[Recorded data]
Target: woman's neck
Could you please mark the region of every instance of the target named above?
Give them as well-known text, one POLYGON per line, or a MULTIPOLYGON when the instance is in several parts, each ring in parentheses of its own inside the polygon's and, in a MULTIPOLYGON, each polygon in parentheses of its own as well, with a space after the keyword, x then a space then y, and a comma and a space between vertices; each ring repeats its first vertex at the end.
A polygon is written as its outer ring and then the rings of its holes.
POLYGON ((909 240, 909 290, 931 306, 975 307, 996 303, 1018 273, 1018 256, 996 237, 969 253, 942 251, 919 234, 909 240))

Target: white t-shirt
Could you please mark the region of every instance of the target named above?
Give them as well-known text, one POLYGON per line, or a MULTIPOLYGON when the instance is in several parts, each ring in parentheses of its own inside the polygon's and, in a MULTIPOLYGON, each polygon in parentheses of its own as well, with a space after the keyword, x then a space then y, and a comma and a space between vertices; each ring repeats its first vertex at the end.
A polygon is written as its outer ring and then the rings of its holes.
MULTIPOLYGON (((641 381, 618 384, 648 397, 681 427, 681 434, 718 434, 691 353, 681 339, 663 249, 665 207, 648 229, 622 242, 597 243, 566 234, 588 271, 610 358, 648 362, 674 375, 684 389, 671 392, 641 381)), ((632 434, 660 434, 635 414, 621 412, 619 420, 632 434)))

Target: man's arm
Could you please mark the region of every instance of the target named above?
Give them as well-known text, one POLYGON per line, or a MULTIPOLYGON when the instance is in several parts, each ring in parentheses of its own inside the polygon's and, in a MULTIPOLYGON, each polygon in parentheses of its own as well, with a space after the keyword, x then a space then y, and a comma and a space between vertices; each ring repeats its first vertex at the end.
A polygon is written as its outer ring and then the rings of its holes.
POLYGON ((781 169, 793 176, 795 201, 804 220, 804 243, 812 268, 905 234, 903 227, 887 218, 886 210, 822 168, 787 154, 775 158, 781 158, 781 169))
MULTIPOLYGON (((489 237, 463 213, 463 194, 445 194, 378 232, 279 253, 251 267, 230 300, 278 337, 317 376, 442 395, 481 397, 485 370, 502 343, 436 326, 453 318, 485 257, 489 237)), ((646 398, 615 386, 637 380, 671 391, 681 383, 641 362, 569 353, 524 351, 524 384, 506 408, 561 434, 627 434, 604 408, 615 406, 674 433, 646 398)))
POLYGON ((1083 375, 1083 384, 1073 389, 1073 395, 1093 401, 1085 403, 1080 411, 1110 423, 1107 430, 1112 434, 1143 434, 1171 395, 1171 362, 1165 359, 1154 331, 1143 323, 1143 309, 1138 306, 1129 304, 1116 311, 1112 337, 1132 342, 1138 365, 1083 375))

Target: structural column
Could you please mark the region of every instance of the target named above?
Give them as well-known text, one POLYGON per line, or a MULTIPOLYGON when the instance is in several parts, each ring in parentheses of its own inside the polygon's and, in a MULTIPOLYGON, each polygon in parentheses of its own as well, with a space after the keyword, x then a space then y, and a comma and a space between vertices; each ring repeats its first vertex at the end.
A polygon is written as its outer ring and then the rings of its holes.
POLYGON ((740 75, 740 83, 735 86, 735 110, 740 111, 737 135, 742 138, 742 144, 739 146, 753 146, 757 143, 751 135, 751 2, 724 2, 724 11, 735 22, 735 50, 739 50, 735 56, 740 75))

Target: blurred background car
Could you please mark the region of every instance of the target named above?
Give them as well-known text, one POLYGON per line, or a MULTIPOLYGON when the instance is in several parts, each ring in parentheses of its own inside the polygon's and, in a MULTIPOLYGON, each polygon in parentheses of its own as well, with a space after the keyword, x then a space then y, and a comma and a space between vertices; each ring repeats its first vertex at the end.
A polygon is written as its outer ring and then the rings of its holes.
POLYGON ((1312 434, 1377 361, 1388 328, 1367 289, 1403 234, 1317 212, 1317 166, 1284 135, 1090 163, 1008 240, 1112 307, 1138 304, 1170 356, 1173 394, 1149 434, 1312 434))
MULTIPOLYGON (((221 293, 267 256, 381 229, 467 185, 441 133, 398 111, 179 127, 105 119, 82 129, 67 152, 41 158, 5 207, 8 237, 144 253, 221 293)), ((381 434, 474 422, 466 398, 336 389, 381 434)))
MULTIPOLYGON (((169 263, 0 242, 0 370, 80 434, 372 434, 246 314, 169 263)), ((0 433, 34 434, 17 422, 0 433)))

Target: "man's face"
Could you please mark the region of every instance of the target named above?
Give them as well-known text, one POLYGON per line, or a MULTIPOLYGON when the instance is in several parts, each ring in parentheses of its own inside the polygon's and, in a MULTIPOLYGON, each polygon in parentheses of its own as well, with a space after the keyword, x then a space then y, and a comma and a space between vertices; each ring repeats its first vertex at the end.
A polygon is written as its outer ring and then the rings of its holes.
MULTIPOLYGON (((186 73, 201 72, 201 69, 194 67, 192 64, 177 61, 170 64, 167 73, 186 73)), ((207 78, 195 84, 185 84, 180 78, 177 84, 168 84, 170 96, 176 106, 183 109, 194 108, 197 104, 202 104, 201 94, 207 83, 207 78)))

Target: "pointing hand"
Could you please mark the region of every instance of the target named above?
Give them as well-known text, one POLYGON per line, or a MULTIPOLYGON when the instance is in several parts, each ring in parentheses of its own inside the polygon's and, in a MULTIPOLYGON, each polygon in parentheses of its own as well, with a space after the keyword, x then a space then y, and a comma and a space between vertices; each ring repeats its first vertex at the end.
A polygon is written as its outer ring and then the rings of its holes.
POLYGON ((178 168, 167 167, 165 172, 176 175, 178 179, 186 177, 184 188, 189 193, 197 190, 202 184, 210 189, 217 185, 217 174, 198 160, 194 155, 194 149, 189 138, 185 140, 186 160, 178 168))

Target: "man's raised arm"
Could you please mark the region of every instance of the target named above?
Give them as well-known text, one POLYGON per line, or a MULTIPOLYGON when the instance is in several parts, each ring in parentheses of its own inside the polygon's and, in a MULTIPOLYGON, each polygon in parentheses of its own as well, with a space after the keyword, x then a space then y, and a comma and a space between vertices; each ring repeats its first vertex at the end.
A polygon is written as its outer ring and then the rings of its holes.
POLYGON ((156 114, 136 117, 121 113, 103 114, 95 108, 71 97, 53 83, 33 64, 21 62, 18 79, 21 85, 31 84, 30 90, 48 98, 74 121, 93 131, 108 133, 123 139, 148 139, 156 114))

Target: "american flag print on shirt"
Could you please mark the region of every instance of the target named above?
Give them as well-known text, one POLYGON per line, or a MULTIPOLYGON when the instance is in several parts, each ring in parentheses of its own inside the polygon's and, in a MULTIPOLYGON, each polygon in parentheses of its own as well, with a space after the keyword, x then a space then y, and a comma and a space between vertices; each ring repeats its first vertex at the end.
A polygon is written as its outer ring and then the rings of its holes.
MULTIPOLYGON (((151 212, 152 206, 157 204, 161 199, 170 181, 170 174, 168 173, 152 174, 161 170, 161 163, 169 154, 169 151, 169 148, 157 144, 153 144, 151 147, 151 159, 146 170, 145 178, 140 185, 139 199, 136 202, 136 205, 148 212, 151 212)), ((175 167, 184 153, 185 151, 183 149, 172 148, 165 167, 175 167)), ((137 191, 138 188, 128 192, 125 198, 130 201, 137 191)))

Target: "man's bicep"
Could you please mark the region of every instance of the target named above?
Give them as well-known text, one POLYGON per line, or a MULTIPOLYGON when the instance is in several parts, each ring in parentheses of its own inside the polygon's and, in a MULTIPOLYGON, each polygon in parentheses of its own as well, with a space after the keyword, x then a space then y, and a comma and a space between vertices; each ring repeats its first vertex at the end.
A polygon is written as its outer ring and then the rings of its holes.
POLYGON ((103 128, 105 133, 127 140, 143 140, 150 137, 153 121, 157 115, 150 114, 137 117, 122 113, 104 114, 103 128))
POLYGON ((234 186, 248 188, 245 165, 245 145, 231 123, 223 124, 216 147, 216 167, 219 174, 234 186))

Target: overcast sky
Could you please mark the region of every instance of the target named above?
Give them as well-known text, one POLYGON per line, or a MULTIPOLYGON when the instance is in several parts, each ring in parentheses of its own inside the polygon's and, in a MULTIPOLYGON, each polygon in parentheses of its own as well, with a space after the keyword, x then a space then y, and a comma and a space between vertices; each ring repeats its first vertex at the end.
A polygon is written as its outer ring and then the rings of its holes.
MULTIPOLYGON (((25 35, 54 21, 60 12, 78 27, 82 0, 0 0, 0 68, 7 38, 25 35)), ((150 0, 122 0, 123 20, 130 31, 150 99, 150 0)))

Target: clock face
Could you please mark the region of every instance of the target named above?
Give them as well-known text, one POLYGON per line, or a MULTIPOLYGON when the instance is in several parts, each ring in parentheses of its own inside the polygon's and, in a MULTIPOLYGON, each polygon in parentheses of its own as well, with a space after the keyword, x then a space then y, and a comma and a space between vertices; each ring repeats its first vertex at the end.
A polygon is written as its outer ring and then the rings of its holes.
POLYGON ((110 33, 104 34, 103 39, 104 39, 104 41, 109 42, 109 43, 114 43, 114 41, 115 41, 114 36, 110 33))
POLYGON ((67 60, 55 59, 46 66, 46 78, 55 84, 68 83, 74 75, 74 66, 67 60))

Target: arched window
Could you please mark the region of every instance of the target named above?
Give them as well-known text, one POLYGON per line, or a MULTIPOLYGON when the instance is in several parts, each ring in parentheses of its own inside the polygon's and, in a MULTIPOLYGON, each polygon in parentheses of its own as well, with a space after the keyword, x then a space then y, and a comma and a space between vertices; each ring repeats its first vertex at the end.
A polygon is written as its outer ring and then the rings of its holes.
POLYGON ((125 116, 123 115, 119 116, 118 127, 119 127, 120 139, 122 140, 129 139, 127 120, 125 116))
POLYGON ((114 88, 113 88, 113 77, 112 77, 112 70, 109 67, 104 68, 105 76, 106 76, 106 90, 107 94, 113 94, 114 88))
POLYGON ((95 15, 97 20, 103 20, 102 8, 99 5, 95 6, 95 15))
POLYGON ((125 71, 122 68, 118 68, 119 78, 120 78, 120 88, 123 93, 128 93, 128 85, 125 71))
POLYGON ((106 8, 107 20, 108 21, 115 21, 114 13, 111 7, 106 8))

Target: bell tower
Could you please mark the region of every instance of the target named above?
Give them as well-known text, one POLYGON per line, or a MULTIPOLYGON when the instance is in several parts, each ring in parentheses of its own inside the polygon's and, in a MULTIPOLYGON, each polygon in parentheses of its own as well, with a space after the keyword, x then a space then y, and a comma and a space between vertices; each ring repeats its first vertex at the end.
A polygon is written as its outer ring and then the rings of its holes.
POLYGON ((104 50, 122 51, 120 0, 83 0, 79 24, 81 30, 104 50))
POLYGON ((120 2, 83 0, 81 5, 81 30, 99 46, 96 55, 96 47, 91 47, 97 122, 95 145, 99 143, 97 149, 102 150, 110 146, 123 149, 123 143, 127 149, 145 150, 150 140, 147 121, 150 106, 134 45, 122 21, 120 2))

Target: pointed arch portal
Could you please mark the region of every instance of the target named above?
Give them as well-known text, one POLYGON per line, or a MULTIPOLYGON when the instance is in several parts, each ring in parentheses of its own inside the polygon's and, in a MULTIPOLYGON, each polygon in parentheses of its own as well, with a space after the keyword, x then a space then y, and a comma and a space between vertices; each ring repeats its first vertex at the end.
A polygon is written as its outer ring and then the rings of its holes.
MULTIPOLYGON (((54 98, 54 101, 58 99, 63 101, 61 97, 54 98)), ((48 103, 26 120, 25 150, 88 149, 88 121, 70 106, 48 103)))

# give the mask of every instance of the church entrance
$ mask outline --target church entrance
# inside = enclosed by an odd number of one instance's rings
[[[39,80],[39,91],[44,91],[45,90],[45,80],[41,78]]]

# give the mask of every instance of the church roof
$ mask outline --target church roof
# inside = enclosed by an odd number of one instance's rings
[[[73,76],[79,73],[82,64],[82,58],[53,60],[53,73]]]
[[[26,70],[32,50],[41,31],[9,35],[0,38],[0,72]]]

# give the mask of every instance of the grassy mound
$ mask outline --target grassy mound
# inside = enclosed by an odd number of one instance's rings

Your task – Copy out only the part of the material that opens with the line containing "Target: man's arm" and closes with the line containing "POLYGON ((781 169, 793", requests included. Multiply every vertex coordinate in its answer by 1.3, rounding to whole numbers with halves rounded up.

Exercise output –
Target: man's arm
Could you please mark the region of every instance of the target named above?
Give them as well-known text, one POLYGON per line, or a MULTIPOLYGON when the instance is in several parts, each ring in parentheses of its own inside the polygon's and, in a MULTIPOLYGON, each polygon in parentheses of its own as well, with a space after the keyword, x then a space then y, and a comma and a space between vertices; each ring repeats its first vertex at the end.
A polygon is written as its outer ring and then the rings of its holes.
POLYGON ((1015 220, 1031 229, 1034 261, 1045 286, 1045 316, 1056 348, 1177 304, 1174 295, 1153 283, 1152 273, 1069 218, 1023 200, 1008 205, 1015 205, 1015 220))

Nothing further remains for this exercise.